Copy every one of the rows below word for word, omitting the pictures.

Rows from a pointing dataset:

-- start --

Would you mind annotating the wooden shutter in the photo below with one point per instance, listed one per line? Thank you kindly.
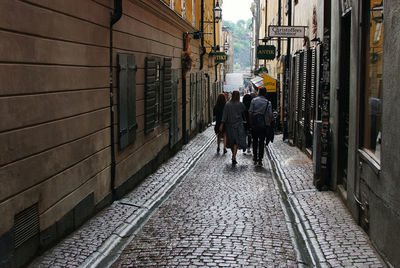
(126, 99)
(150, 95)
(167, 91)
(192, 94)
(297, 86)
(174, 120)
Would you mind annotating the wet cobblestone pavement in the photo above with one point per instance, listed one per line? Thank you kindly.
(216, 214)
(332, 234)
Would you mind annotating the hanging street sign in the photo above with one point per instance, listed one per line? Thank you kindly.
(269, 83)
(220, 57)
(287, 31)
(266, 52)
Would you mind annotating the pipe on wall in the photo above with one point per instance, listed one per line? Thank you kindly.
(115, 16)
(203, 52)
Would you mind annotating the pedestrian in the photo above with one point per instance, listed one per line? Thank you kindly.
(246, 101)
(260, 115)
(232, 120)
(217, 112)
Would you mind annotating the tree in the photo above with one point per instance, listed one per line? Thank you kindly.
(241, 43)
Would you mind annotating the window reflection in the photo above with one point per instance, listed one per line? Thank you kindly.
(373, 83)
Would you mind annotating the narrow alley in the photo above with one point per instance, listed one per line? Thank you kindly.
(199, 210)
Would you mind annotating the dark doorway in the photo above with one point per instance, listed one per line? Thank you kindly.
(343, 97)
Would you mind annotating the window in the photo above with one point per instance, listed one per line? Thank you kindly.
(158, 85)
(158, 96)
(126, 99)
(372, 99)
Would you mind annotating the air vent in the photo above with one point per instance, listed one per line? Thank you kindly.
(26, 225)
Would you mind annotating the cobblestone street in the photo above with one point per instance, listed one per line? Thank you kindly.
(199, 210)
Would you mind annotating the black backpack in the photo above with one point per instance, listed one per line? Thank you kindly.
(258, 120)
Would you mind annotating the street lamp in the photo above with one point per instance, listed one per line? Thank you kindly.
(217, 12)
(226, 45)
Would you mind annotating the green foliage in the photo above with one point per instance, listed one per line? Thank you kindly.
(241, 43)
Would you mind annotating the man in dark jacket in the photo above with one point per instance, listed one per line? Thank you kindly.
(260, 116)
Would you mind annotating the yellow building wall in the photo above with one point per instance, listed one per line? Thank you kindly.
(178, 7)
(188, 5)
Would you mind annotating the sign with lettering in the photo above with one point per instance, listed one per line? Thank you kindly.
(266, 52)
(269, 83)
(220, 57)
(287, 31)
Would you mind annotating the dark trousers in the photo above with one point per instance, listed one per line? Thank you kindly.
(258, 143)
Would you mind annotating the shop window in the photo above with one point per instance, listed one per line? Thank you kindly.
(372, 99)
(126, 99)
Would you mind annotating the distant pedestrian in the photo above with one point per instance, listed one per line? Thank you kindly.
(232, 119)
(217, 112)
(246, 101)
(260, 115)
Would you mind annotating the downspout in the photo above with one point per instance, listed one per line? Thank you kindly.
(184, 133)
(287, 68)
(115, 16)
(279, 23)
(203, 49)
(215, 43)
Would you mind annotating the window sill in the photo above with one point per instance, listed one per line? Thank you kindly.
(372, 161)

-- end --

* COMPLETE RESPONSE
Would you mind annotating the wooden shutter in the photo below with one point per instance, listed one per line? Thank you kindly.
(126, 99)
(150, 95)
(167, 91)
(192, 94)
(297, 86)
(174, 120)
Would you mind annotating the wet cobblestone pavement in the photo above with one point per instance, listed one per line? Thank you kindly.
(216, 214)
(332, 234)
Would you mind annotating the hanging street sign in the photo above with one point per instance, listed one per line? Thank you kindly.
(269, 83)
(220, 57)
(287, 31)
(266, 52)
Would you mind annotating the pipe on wall in the photo above with one point per instance, listed one per line? Thank you kindly.
(115, 16)
(203, 52)
Would you mind annotating the pedestrian in the photo above with one point per instance, listed one per line? Thank you kindly.
(246, 101)
(260, 115)
(232, 120)
(217, 112)
Would you mind annotating the tree in the photo above with one point per instance, listed one per line? Thank you kindly.
(241, 43)
Would you mind annotating the window reflection in the photo above with one point per instance, listed one per line? Thank you kindly.
(373, 83)
Would you mind annotating the narrow alley in the photo above with one point per instance, listed one per line? Thank you kindly.
(199, 210)
Would you mind annotating the dark doorway in the photo above with one point per instance, listed one per line? Thank you kindly.
(343, 97)
Would you mind annotating the window in the photo above with one point per instance, listed one per line? Thank you kindly.
(158, 85)
(158, 96)
(126, 99)
(372, 99)
Would you mind annotating the air vent in the photo above with one point per instance, listed one per line? Thank you kindly.
(26, 225)
Would you mind annotating the cobblestone street in the photo above with one point per instance, listed one per line? Thank you kindly.
(199, 210)
Would you mind annotating the black backpack in the photo above with one point per instance, listed one per line? Thank you kindly.
(258, 120)
Would you mind annotating the street lamp in the photo above with one point per instance, listed one per line? Thank you kindly.
(217, 12)
(226, 45)
Would you mind annotating the green foliage in the photo above with one point per instance, listed one per line? Thank you kindly.
(241, 43)
Would you mind annotating the man in dark jacket in the photo above with one point per instance, listed one per line? Thank you kindly.
(260, 116)
Would you mind annotating the yellow building wall in the photo above with one point per instance, listed one per line? Thank you kindly.
(178, 7)
(188, 5)
Would you mind annotating the sign with lettering in the photo above with one point per instance, listed one per line? Thank you kindly.
(266, 52)
(269, 83)
(220, 57)
(287, 31)
Would you mind annotating the dark trousers in the photo above with one point per instance, listed one per line? Thank you kindly.
(258, 143)
Would you mind annotating the shop window in the photo above with one point per instance, listed one per line? Thank you kindly.
(372, 99)
(126, 99)
Would you mind annotating the distant pedestrian in the photo above with one point per instance, listed one per line? Thank you kindly.
(232, 119)
(217, 112)
(246, 101)
(260, 115)
Would you mind annotating the downspout in the photo above with one point per instance, listed one per line? Thank you kindly.
(184, 133)
(287, 68)
(115, 16)
(279, 23)
(203, 49)
(215, 43)
Would you mind annotating the window sill in the photo above with one point per instance, listed one per line? Thank you kindly.
(372, 161)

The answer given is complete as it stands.